Task objective
Return each line in the records below that contains the word "hair". The match is case-sensitive.

Records to process
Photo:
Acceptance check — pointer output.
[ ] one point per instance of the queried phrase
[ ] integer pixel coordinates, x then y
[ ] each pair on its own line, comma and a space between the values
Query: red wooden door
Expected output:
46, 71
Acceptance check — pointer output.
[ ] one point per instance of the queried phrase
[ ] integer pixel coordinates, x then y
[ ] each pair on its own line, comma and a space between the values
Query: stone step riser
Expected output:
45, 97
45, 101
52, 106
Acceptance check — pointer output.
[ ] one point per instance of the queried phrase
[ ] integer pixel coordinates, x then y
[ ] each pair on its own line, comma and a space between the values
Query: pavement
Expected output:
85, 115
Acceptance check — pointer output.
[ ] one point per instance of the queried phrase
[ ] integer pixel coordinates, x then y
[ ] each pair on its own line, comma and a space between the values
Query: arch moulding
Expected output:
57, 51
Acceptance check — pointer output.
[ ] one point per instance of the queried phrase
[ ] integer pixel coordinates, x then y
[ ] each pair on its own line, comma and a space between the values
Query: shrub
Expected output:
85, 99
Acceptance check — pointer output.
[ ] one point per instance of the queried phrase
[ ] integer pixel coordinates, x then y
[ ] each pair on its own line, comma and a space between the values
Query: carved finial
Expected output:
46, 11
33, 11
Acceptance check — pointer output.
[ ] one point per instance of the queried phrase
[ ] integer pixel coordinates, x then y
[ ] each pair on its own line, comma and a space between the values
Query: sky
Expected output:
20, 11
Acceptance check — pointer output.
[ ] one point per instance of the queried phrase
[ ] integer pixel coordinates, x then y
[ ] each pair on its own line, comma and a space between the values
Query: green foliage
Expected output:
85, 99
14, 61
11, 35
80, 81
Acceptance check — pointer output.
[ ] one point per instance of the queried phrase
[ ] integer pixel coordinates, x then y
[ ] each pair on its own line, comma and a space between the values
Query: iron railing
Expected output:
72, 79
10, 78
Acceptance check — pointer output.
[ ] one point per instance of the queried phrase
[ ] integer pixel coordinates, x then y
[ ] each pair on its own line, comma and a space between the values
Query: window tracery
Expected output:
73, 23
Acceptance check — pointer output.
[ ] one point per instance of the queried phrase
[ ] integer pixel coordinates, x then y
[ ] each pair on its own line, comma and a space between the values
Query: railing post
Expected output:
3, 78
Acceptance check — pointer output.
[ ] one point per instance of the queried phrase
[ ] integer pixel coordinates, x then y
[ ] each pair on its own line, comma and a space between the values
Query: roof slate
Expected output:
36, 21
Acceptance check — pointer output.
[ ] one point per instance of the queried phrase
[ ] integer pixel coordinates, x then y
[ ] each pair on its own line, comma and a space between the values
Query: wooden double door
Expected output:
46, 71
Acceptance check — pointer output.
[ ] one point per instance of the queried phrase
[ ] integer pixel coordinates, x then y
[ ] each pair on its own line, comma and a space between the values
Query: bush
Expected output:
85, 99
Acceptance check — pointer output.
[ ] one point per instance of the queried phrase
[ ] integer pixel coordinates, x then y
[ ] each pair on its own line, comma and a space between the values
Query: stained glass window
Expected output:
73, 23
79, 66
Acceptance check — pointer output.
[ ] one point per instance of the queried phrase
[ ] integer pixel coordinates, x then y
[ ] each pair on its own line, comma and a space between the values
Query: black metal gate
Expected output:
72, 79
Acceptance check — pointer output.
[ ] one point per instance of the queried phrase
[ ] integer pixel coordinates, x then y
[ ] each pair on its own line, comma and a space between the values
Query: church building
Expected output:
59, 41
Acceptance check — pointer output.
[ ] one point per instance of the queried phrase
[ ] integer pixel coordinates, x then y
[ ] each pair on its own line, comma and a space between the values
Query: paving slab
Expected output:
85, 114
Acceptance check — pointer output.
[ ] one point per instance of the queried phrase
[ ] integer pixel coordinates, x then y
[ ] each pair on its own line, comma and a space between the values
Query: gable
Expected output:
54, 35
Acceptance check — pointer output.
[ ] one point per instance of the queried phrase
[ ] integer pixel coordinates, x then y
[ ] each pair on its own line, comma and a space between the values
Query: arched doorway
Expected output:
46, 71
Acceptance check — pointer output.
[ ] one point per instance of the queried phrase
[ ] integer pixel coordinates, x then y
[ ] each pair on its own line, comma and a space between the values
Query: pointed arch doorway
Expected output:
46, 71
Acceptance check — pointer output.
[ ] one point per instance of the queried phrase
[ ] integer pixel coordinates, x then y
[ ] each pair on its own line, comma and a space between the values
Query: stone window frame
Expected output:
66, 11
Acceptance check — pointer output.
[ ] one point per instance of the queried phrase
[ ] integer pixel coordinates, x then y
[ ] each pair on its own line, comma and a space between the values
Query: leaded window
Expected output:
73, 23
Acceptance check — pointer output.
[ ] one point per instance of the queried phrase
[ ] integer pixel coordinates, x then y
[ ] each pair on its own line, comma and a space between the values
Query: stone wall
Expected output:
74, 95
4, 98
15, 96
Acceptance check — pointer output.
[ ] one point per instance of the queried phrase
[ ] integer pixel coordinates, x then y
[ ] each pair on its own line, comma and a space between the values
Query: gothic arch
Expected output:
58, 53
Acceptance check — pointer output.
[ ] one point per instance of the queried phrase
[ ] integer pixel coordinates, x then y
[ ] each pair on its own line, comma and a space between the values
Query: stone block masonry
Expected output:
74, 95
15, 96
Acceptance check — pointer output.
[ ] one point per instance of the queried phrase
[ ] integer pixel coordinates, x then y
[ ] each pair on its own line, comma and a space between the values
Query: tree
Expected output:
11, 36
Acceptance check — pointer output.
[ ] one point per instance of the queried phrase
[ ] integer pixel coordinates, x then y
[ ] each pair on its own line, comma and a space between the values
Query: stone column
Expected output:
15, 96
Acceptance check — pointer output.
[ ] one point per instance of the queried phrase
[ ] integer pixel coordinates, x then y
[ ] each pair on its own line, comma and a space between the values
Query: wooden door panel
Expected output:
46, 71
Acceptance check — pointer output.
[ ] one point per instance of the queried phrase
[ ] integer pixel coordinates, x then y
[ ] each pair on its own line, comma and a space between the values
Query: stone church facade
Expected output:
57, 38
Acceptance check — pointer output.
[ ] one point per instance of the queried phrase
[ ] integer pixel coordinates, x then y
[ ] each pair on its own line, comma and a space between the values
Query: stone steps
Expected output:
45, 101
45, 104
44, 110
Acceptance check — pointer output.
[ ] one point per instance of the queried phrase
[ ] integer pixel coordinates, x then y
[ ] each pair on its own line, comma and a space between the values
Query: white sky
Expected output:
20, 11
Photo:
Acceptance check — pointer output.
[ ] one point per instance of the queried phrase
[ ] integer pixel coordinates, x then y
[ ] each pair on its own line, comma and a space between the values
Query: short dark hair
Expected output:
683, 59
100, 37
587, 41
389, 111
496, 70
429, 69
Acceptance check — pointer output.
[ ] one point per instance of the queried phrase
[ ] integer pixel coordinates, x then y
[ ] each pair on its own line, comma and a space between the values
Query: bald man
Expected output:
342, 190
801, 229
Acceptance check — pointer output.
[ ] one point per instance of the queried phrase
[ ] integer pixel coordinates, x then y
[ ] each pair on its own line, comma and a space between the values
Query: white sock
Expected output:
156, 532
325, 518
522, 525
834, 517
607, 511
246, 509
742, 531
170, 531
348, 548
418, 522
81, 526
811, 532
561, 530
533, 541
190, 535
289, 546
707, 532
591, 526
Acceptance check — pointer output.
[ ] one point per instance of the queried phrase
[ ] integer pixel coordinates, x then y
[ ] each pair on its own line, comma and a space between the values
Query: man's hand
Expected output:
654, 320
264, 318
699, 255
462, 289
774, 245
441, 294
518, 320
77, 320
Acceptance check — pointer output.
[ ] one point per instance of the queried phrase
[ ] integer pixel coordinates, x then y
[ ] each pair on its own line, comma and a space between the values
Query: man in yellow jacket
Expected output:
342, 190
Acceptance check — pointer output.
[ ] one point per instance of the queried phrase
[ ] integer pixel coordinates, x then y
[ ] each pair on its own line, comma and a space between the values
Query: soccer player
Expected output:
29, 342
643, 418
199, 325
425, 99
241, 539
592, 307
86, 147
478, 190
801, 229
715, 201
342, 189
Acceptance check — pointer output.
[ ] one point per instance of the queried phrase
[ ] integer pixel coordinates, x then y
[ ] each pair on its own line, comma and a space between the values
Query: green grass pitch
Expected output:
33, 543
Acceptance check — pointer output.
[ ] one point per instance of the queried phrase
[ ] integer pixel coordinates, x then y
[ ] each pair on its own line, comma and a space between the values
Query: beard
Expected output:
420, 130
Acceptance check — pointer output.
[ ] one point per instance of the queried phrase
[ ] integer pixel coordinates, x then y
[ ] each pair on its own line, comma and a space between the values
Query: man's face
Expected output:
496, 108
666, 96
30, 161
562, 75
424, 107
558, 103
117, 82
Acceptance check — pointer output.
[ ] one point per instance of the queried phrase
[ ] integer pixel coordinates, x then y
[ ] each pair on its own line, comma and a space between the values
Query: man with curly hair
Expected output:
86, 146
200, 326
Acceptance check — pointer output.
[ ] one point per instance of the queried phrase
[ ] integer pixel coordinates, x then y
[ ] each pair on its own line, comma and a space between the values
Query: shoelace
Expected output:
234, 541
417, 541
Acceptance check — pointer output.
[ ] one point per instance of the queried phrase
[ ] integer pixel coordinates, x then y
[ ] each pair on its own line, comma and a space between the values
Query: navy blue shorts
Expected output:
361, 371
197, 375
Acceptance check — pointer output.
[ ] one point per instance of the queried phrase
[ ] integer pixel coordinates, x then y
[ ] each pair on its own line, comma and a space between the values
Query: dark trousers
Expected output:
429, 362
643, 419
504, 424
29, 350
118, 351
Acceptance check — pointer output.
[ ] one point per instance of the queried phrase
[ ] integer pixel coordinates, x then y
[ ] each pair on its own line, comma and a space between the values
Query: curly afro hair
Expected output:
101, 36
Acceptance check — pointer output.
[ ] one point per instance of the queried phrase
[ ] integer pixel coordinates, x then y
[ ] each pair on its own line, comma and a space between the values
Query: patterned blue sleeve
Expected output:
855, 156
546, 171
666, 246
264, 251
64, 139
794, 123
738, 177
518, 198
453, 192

Completed task
Query: short dark hair
Query: man with curly hair
Query: curly afro hair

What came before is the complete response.